> [What this exercise asks]:
1. In the indemnification clauses, give the text from "9.6           Notice.  The parties hereto" up to and including "the indemnifying party." again, swapping "indemnifying party" for "paying party".
2. According to the indemnification clauses, from what source must all Indemnification Claims be satisfied?
3. For each statement below, say whether it agrees with the indemnification clauses, and quote the deciding words. (a) Failure to give timely notice is a defense to the indemnifying party's liability. (b) A payment to Buyer or KIT Dubai from the Seller Escrow Fund for an indemnification claim counts as an adjustment to the Purchase Price. (c) After the Buyer claims for certain Damages, KIT Dubai may still claim for those same Damages.

> [Passage for review]:
_____

9.6           Notice.  The parties hereto agree that in the event of any occurrence which may give rise to a claim by an indemnified party hereunder the indemnified party will give prompt notice thereof to the indemnifying party; provided, however that failure to timely give the notice provided in this Section 9.6 shall not be a defense to the liability of the indemnifying party for such claim, but the indemnifying party may recover any actual damages arising from the indemnified party's failure to give such timely notice.
 
9.7           Waiver.  The indemnified party agrees that it will not waive any statute of limitations or defense that would increase the liability of the indemnifying party hereunder without (except in connection with pending Legal Proceeding in which the indemnifying party has not assumed the defense) the consent of the indemnifying party.
 
9.8           Indemnification Source; Sole and Exclusive Remedy.  All Indemnification Claims shall be satisfied solely from the Escrow Fund under the Escrow Agreement.  The right to indemnification set forth in this Article IX shall be the sole and exclusive legal remedy following the Closing Date for any breaches of the representations, warranties, covenants and agreements under this Agreement and the Escrow Fund shall be the sole funds or shares of Buyer Common Stock available in satisfaction thereof.  Notwithstanding the immediately preceding sentence, nothing in this Agreement shall limit the liability of any Person resulting from (a) fraud, or (b) willful misconduct in connection with this Agreement or the transactions contemplated hereby or (c) any failure of Seller to sell and transfer to Buyer all Company Capital Stock, or (d) any failure by the Buyer to pay / deliver the Purchase Price in terms of Section 2.3 and any breach of Section 8.6 or 8.7 hereof by Buyer.  Any payment made to Buyer or KIT Dubai from the Seller Escrow Fund to satisfy a claim for indemnification pursuant to this Article IX shall be treated as an adjustment to the Purchase Price.
 
9.9           Restriction on multiple claims on the same Damages: Notwithstanding anything contained herein or in any Related Agreement if a claim is made by the Buyer or KIT Dubai for any Damages, as the case may be then:
 
(i) no further claim for the same Damages shall be entertained from either Buyer or KIT Dubai as the case may be;
 
(ii) if adjustment to Working Capital is carried out in accordance hereto, then no further claim shall lie for the Damages under this Article and vice versa; and
 
(iii) if any Damages for which indemnity has been claimed for, then the same shall not be debited from the financial accounts of the Company or any of its Subsidiaries nor adjusted for the purpose of calculation of the Company Revenue and Margin.

_____

> [Excerpted data]:
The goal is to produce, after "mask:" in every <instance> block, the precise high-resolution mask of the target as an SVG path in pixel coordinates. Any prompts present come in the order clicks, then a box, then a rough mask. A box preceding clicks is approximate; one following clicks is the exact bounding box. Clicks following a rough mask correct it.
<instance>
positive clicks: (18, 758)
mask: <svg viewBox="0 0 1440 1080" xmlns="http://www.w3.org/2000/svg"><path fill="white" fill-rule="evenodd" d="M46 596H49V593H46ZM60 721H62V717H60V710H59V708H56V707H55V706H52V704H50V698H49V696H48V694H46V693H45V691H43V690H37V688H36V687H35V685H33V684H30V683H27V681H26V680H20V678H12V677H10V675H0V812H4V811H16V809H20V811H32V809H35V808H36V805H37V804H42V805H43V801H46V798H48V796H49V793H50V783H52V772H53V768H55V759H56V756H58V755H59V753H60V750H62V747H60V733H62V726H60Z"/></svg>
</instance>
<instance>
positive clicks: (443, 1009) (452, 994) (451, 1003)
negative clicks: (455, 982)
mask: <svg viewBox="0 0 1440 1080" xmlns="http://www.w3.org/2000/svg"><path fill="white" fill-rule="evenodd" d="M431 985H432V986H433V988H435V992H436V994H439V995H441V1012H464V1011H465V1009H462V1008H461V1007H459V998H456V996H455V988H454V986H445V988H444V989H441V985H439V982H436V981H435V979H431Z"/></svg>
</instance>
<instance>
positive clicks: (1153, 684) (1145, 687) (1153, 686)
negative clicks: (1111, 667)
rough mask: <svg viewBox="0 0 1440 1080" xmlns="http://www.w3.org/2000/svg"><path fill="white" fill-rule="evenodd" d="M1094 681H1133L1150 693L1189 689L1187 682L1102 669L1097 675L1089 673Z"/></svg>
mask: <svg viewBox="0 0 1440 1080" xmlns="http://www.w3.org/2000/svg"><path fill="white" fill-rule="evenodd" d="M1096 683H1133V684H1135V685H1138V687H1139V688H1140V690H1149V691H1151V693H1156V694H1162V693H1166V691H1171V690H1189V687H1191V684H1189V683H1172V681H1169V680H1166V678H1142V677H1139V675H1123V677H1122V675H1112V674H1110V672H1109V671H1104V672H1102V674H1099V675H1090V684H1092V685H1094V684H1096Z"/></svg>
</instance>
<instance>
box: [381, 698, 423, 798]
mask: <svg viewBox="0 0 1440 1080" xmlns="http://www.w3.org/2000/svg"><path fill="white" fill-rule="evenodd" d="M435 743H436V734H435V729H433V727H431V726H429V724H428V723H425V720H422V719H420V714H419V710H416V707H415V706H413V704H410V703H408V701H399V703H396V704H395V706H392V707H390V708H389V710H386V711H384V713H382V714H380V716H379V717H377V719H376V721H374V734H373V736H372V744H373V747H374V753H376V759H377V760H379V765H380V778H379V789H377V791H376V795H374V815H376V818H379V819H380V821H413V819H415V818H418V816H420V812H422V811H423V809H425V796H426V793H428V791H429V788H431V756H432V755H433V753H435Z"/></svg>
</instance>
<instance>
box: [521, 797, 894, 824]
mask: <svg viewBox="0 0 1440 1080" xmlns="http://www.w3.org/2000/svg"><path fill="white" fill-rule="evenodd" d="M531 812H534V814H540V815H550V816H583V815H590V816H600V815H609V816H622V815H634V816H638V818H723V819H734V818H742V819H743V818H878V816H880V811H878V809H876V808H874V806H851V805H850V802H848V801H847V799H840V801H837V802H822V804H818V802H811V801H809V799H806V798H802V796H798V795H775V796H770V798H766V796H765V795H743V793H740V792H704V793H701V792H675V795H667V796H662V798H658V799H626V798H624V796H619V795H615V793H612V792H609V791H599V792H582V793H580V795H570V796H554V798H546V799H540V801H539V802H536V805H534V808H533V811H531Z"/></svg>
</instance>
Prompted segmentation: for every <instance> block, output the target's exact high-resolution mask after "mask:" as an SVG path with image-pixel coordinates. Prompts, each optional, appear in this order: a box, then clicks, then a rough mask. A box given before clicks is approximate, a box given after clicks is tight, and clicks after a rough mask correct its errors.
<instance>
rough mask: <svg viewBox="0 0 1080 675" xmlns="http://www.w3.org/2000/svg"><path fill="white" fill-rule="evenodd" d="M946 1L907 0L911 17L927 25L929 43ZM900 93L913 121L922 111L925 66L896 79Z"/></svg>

_____

> [Set of answers]:
1.
9.6           Notice.  The parties hereto agree that in the event of any occurrence which may give rise to a claim by an indemnified party hereunder the indemnified party will give prompt notice thereof to the paying party; provided, however that failure to timely give the notice provided in this Section 9.6 shall not be a defense to the liability of the paying party for such claim, but the paying party may recover any actual damages arising from the indemnified party's failure to give such timely notice.
 
9.7           Waiver.  The indemnified party agrees that it will not waive any statute of limitations or defense that would increase the liability of the paying party hereunder without (except in connection with pending Legal Proceeding in which the paying party has not assumed the defense) the consent of the paying party.

2. Solely from the Escrow Fund under the Escrow Agreement.

3.
(a) No: "shall not be a defense to the liability of the indemnifying party for such claim"
(b) Yes: "shall be treated as an adjustment to the Purchase Price"
(c) No: "no further claim for the same Damages shall be entertained from either Buyer or KIT Dubai"